Records supplied.
========================
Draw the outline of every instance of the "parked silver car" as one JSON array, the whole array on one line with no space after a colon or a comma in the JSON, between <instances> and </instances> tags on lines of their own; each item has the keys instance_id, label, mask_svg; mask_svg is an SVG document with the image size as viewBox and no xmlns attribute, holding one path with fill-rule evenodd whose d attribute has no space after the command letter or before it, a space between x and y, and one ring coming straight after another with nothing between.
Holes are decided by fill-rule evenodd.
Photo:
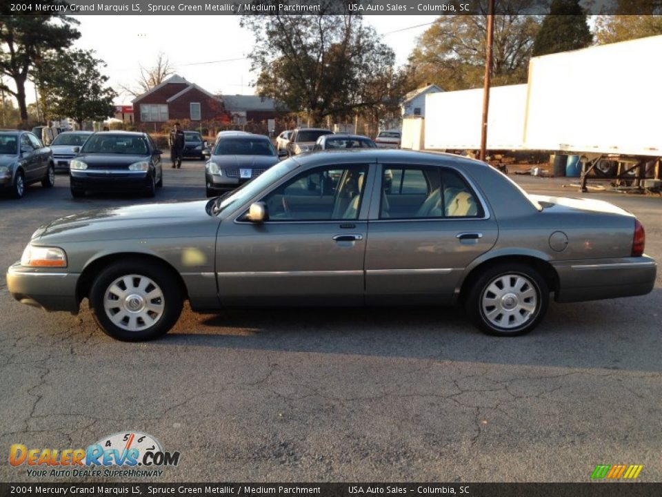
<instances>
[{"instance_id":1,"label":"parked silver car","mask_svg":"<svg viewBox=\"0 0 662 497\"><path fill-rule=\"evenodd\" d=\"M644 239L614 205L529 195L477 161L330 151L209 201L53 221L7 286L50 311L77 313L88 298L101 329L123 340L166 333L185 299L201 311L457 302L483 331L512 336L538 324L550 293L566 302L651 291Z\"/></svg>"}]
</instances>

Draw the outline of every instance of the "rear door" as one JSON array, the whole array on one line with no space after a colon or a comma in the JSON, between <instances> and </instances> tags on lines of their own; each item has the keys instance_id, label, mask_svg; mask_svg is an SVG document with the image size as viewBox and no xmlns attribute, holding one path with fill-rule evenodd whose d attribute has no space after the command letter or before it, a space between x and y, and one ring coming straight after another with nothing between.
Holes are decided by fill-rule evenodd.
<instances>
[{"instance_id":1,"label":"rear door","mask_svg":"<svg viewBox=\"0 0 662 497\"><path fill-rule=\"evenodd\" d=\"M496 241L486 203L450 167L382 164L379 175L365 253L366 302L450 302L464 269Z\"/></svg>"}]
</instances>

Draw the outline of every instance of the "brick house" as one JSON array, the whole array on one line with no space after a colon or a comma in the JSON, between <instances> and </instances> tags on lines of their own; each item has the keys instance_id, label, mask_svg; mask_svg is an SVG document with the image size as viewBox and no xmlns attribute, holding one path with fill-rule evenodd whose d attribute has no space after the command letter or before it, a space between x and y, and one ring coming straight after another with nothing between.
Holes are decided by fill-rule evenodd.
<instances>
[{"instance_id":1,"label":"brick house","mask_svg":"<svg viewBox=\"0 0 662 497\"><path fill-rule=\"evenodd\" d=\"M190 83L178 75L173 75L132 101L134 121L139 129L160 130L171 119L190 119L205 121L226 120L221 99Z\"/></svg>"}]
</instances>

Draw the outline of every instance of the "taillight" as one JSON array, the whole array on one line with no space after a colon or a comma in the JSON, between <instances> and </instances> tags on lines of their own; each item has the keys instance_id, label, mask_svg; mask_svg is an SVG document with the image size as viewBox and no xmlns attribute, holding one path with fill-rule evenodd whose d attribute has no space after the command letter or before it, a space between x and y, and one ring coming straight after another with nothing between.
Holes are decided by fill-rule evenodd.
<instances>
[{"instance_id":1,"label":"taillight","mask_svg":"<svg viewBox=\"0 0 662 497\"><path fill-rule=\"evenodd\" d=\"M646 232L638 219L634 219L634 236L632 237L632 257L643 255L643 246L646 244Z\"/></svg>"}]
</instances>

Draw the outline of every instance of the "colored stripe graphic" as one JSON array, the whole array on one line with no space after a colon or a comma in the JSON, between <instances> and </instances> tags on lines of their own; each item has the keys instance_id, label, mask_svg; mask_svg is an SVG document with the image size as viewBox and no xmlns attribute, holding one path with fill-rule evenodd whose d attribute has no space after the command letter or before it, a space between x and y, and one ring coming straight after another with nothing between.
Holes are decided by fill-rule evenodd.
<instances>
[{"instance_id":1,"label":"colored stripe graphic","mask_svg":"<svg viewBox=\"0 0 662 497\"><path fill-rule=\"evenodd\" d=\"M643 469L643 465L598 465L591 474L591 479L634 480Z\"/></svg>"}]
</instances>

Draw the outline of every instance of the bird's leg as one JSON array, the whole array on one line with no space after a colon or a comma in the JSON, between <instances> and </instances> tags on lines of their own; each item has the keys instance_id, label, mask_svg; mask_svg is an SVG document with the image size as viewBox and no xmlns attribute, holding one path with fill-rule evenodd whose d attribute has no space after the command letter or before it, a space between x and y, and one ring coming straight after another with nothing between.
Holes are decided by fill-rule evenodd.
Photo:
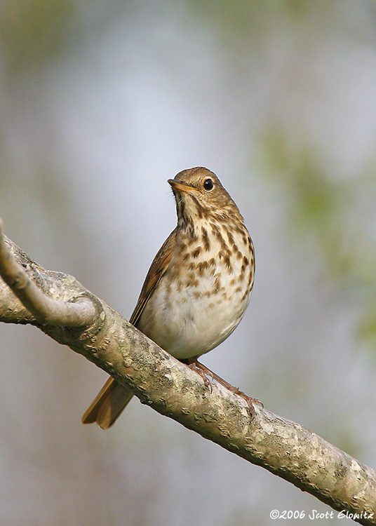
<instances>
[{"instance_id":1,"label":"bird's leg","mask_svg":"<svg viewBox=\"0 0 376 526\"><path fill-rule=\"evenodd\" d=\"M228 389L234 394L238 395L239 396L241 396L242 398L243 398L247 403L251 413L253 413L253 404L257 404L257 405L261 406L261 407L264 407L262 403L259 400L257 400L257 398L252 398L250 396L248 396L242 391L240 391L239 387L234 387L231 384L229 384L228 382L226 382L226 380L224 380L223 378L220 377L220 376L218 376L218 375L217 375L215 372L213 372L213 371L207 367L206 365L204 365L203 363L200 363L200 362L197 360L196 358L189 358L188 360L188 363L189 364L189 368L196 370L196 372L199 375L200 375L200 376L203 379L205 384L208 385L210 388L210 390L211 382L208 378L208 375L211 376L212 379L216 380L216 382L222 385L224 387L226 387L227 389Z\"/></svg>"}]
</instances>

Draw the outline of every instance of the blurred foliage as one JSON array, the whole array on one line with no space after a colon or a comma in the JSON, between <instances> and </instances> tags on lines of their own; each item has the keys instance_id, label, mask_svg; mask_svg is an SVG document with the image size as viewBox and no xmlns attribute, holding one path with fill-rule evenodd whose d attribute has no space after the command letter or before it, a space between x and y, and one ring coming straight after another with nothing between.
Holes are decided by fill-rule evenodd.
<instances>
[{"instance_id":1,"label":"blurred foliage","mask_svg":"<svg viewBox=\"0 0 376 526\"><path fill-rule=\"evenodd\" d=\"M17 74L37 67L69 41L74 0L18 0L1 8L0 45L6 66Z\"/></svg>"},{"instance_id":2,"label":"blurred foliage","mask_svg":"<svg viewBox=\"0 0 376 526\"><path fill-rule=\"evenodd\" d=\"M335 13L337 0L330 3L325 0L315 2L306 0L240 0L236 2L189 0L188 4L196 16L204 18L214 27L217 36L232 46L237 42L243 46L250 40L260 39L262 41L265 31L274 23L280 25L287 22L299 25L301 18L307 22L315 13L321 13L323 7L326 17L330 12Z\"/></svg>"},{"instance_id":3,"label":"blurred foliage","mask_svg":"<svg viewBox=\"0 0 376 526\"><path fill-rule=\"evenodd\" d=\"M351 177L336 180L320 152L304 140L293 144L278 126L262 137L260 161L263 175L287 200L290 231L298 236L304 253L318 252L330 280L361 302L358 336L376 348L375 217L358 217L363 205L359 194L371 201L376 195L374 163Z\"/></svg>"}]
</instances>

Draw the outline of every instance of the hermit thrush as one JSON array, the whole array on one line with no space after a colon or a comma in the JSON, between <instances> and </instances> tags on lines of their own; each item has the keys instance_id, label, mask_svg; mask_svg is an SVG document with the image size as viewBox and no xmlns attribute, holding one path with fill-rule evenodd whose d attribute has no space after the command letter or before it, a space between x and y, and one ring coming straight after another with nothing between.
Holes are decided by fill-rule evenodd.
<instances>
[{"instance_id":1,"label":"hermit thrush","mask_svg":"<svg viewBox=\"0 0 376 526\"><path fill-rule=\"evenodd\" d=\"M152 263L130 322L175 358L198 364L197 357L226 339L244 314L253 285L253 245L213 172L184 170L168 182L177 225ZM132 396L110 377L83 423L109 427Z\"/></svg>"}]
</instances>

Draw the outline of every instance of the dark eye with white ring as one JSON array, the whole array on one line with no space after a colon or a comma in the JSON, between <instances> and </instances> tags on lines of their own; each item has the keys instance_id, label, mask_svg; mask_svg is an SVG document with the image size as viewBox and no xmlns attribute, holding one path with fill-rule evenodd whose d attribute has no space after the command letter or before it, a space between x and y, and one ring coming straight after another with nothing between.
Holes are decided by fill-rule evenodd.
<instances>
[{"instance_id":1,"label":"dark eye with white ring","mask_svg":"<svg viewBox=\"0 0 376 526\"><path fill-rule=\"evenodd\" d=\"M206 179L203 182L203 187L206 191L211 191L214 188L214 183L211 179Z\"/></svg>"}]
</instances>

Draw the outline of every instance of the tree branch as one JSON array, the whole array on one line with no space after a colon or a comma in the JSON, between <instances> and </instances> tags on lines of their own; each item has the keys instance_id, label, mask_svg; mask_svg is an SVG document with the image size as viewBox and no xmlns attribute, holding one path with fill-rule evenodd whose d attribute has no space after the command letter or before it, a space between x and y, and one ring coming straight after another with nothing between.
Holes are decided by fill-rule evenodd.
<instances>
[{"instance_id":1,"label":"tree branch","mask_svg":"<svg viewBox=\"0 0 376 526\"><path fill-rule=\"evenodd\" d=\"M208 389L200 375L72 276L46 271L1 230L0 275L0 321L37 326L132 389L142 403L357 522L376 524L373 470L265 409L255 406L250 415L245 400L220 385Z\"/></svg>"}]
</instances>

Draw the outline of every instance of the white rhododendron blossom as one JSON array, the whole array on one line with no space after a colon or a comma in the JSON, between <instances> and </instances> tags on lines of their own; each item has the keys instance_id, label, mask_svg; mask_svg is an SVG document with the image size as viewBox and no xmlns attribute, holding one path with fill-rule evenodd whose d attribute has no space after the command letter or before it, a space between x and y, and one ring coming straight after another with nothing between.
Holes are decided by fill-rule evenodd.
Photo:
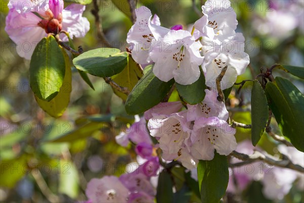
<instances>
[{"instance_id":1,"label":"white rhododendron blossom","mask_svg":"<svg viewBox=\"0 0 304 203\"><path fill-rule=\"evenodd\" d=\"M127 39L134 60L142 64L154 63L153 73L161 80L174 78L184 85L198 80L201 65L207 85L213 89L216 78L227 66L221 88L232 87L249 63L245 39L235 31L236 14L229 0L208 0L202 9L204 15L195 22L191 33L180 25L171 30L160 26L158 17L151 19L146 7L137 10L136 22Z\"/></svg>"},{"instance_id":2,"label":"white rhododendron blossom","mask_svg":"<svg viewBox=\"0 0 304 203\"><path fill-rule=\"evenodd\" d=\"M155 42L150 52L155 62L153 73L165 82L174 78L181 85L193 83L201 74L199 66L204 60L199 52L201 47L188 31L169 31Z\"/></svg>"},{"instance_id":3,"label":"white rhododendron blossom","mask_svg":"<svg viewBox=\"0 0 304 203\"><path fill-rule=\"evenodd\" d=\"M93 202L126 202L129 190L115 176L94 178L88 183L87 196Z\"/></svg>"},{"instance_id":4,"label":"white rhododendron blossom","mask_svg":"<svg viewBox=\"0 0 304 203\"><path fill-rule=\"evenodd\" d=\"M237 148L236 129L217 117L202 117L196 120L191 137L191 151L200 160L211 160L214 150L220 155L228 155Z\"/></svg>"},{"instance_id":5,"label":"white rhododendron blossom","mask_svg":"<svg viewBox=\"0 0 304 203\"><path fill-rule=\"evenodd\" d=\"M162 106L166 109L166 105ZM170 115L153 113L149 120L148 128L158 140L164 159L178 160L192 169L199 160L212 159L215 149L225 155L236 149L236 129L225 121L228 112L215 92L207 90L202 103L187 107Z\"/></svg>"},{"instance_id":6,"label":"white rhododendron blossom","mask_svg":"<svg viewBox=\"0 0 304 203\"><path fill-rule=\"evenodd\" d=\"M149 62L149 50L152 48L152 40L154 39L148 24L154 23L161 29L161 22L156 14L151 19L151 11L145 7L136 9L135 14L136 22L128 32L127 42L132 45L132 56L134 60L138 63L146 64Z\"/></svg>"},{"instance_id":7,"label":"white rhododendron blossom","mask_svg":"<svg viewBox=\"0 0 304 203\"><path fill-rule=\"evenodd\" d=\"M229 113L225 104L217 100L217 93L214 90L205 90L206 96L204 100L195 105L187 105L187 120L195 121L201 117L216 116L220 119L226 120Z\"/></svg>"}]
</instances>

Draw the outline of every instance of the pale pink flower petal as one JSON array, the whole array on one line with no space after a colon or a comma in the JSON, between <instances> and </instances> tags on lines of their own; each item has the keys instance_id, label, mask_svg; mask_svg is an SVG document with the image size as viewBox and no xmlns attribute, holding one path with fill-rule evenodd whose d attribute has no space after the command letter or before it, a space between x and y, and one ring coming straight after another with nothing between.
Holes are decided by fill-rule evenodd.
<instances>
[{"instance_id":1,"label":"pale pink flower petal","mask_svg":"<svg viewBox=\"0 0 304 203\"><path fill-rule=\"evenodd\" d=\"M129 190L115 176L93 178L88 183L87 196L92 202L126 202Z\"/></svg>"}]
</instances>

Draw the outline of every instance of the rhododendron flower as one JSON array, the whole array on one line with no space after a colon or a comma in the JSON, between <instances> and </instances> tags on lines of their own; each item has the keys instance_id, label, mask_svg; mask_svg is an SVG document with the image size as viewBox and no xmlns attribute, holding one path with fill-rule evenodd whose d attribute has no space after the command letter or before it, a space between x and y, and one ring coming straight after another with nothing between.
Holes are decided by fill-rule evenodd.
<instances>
========================
Challenge. Reproduce the records unchanged, starting at the line containing "Draw the outline of every instance of the rhododendron" and continuing up to and including the final line of the records.

Exercise response.
Draw the outline of every instance of the rhododendron flower as one JSON array, the whole array on one line with no space after a colon or a comma in the JSON, between <instances> and </instances> tags on lines of their own; each item has the keys instance_id, label, mask_svg; mask_svg is an SVG document with the image size as viewBox and no xmlns attribute, holding one path with fill-rule evenodd whose d attribute has no space after the command letter or before it, a space between x and y, and one ring coming straight after another with nothing between.
Holes are decided by fill-rule evenodd.
<instances>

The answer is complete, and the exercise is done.